[Some records]
------------------------------
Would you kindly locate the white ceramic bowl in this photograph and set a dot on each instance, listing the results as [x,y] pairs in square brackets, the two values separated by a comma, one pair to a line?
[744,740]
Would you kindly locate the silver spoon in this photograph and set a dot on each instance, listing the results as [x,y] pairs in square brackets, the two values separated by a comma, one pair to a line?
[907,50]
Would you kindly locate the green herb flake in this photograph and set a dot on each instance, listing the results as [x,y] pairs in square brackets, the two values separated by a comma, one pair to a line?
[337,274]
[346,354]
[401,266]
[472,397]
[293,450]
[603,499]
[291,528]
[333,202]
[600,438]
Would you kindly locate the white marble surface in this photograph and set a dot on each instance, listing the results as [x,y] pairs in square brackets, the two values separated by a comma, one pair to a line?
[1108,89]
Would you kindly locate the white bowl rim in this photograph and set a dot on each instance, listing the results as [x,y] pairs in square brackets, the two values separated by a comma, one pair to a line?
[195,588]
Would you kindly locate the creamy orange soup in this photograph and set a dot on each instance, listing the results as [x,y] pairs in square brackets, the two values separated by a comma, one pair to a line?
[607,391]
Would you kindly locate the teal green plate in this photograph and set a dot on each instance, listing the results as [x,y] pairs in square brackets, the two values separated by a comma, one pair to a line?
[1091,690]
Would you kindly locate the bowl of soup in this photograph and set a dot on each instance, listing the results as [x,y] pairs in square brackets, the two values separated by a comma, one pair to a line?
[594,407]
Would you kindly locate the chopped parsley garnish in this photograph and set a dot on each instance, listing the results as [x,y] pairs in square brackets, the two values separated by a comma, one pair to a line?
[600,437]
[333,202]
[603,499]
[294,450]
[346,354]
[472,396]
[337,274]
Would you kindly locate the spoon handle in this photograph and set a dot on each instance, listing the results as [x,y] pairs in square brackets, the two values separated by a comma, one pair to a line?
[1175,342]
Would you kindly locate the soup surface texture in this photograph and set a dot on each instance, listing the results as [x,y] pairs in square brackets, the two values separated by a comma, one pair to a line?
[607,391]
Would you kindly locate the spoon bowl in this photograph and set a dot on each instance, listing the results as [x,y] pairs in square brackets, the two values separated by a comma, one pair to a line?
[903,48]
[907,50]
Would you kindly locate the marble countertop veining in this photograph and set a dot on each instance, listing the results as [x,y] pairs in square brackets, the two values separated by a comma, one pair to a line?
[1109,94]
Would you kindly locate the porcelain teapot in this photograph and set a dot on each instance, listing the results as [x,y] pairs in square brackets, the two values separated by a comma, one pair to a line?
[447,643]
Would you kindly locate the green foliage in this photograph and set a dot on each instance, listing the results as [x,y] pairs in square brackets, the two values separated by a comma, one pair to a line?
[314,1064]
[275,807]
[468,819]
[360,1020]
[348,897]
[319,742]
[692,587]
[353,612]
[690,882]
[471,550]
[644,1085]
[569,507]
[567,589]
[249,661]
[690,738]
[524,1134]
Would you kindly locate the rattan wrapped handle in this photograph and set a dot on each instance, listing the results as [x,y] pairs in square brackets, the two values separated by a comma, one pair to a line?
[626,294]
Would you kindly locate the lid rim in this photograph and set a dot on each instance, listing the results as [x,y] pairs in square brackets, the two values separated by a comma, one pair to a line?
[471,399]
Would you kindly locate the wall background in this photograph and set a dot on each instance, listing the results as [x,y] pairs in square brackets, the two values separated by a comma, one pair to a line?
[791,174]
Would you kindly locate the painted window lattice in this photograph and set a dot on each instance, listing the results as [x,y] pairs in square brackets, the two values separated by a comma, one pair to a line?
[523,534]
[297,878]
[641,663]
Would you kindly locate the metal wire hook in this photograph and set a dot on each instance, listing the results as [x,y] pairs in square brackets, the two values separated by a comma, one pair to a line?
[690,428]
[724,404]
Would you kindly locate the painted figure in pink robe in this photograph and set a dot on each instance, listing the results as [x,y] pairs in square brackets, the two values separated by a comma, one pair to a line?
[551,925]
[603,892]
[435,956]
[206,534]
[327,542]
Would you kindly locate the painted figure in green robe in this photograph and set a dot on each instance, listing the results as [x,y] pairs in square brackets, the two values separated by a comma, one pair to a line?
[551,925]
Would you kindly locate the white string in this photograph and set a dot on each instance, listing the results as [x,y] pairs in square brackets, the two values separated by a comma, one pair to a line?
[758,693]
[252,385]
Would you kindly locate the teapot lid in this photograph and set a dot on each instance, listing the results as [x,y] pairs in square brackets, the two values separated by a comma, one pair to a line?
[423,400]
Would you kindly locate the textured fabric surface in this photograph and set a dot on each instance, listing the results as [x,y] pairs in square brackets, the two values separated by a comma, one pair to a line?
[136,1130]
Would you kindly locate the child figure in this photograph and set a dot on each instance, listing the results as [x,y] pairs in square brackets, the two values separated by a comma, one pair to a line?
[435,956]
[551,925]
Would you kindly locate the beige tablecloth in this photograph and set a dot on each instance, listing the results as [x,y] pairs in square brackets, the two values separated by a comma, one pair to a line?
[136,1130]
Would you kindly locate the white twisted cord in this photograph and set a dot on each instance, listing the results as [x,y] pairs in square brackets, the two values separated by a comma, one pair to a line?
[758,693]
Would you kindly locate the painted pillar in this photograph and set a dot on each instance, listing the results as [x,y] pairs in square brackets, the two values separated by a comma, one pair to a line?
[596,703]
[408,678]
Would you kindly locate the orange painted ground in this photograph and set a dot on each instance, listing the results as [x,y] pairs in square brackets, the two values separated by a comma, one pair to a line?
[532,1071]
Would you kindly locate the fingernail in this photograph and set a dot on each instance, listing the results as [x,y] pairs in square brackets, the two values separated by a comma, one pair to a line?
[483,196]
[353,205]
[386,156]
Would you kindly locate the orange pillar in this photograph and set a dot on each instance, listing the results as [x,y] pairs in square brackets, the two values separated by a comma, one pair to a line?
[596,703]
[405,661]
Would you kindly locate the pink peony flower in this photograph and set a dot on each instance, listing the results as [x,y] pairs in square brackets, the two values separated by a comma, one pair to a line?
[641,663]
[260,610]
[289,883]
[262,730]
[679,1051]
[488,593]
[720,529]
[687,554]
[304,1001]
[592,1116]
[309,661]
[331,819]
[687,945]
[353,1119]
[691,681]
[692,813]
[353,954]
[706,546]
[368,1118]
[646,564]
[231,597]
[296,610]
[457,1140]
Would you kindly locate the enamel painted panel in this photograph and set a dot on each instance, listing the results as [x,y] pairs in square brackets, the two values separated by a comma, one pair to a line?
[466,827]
------------------------------
● **Your goal**
Extract, word for word, each line of the listing above.

● **Output of the task**
Would you kindly locate the white ceramic bowl in this photograph and set a dot on each instance, listing the results as [x,y] pairs in square brackets, the two values separated by a comma, one pair to a line?
[744,740]
Would you kindly locate the silver spoon in this photograph and set a dot on each instance, listing the results as [x,y] pairs in square brackets, the two values separated by a comma, one pair to a line?
[907,50]
Would you kindly locate the green herb flake in this photograph and set a dot on each instance, listing the results as [x,y] pairs in square brackets, the two values separated by a comma, one pair to a line?
[337,274]
[346,354]
[401,266]
[472,397]
[293,450]
[603,499]
[291,528]
[333,202]
[600,438]
Would you kindly locate the white marble surface in this photograph and set a dot on each instance, listing the results as [x,y] pairs in square brackets, the two values separated by a comma, one pair to a line?
[1108,89]
Would you kindly locate the white bowl rim in this photograph and set a dot on each instance, listing the results as [x,y] pairs in square brackets, the two values separated by a comma, one pair to a line?
[195,588]
Would you kindly locate the creamy orange soup in this photograph and set a dot on each instance, listing the results as [x,y] pairs in square brackets, the two values separated by a comma, one pair to a line?
[607,391]
Would you kindly locate the teal green plate in this photograph and set a dot on each instance, listing the results as [x,y] pairs in square brackets, the two values separated by a comma, one pair to a line?
[1091,690]
Would you kindly locate the bowl of soup in this photograph and set a dot on each instance, listing the results as [x,y] pairs in square brackets, the two values separated by a comma, one pair to a line?
[594,407]
Would you kindly locate the chopped parsley garnish in this photograph and set a dot on each instance, listing the results as [x,y] pairs in square brackets, the two values separated by a comma, one pair to a line?
[600,437]
[333,202]
[603,499]
[294,450]
[346,354]
[472,396]
[337,274]
Would you kindly locate the spoon handle in this photograph and set a dot on each instance, listing the results as [x,y] pairs in square brackets, the two values separated by a comma, one pair to a line?
[1175,342]
Would you kindly locate the soup surface texture in this photograph and set a dot on each instance, listing the results as [x,y] pairs in square brackets, the two values separated by a comma, one pair to a line?
[607,391]
Would you kindly locate the spoon bowl in this photograph and set a dot on each instance, listing the results as [x,y] pairs in square brackets, the two values separated by a comma, one pair to a line?
[903,48]
[907,50]
Would you kindly locate the marble countertop veining in this photograph and set a dot on each instance, listing the results as [x,y] pairs in square brackets, the two values separated by a comma, one pair to a line?
[1109,94]
Would you kindly locate the porcelain teapot in this photograph and set a dot on each instance, listing the results as [x,y] pairs in square brackets, the two values separated by a comma, one pair to a line?
[447,643]
Would you kindly locate the green foliage in this photograph and set a dot on each instance, listing the results as [x,y] pairs in square brackets, the two values separated by a comma, one pair to a line?
[314,1064]
[275,807]
[468,819]
[360,1020]
[348,897]
[319,742]
[692,587]
[353,612]
[690,882]
[471,550]
[644,1085]
[569,507]
[567,589]
[249,661]
[690,738]
[524,1134]
Would you kindly locate the rattan wrapped handle in this photograph and set a dot on each instance, listing the results as [x,y] pairs in square brackets, the two values separated by a comma, one pair to a line?
[626,294]
Would you kindly locate the lid rim in this photograph and set a dot on each instance, listing the results as [x,y] pairs in square brackets, the two values separated by a comma, one pair to a line?
[471,399]
Would you kindly locate the wall background in this photograph and set a dot on each instance, listing the results as [x,y] pairs in square brackets, the two values separated by a comma, one pair to a line?
[791,174]
Would you kindly locate the painted window lattice in this photograph and set a dot on each instance, listing the results as [x,y] pairs in square brackets, the two values separated by a comma, one pair to a line?
[523,534]
[297,878]
[641,663]
Would you kindly locate the metal wire hook in this photograph and set a dot on each instance, listing the results as [x,y] pairs in square brackets, the two values separated by a comma, one pair to a line?
[690,428]
[724,404]
Would you kindly locate the painted figure in pink robe in this photograph and set a dot on each instance, listing the results as [x,y] pairs in square brackets, the two values separated by a comma, one pair to a line?
[551,925]
[603,892]
[435,956]
[206,534]
[327,542]
Would you kindly locate the painted figure in green robe in this photograph and set a dot on each instance, listing the results as [x,y] pairs in square brackets, the two values separated by a comma, one pair to a line?
[551,925]
Would you kindly locate the white string in this photograph and set a dot on each instance, listing the results as [x,y] pairs in square brackets, the two values separated by a comma, one pair to a line?
[758,693]
[252,385]
Would you kindly locate the teapot lid in this photograph and set a dot on each instance, listing the results as [x,y] pairs in square brackets, the two values separated by a comma, one pair to a line?
[423,400]
Would you kindly locate the textured fabric surface in this photograph and set a dot on each instance, listing the results as [x,y] pairs in square brackets, the two values separated by a comma, one pair to a line?
[136,1130]
Would you kindly locate the child figure in this photograph and set a dot on each instance, listing the results as [x,y] pairs in square brackets, the two values separated by a comma, one pair to a line?
[435,956]
[551,925]
Would you kindly locate the beige tablecloth in this photograph and set a dot on each instance, listing the results as [x,y] pairs in square brackets, the two values separated by a comma, one pair to a line?
[136,1130]
Would you kindly locate the white twisted cord in this photograph and set a dot on each instance, listing the results as [x,y] pairs in square brackets, the two values separated by a comma, one pair to a line?
[758,693]
Would you kindly locate the painted pillar in this photograph and set a dot on each instance, listing the results as [x,y] pairs in square brackets, the two values separated by a comma, one pair to a line?
[596,703]
[408,678]
Would you kindly locate the orange painted ground in this photograph and set a dot on each instance, listing the results as [x,y] pairs in square brackets, the two values separated by a comma, one pair to a line?
[532,1071]
Would you kindly locate the fingernail in this photograph and set a dot on each instance, listing the results as [x,y] pairs in square brackets, the two values separated by a comma, one pair to a line?
[483,196]
[353,205]
[386,156]
Would you kindly locate the orange pillar in this photograph and set a dot on each instance, listing the results as [x,y] pairs in square brackets, the two values separated by a comma, one pair to a line?
[596,703]
[405,661]
Would you kindly locate the pink peony flower in this photograph and set a dot on each instance, listing the results as [x,y] pairs in square brackets, the two values separated by a comma, one pair to a line?
[641,663]
[260,610]
[289,883]
[262,730]
[679,1051]
[488,593]
[720,529]
[687,554]
[304,1001]
[592,1116]
[309,661]
[331,819]
[687,945]
[353,1119]
[691,681]
[692,813]
[353,954]
[706,546]
[368,1118]
[646,564]
[231,597]
[296,610]
[457,1140]
Would you kindly locate the enamel painted panel in this photograph and set a dot on each instance, listing the results as [x,y] pairs in square brackets, the two values separated by a comma, one pair to a line?
[466,827]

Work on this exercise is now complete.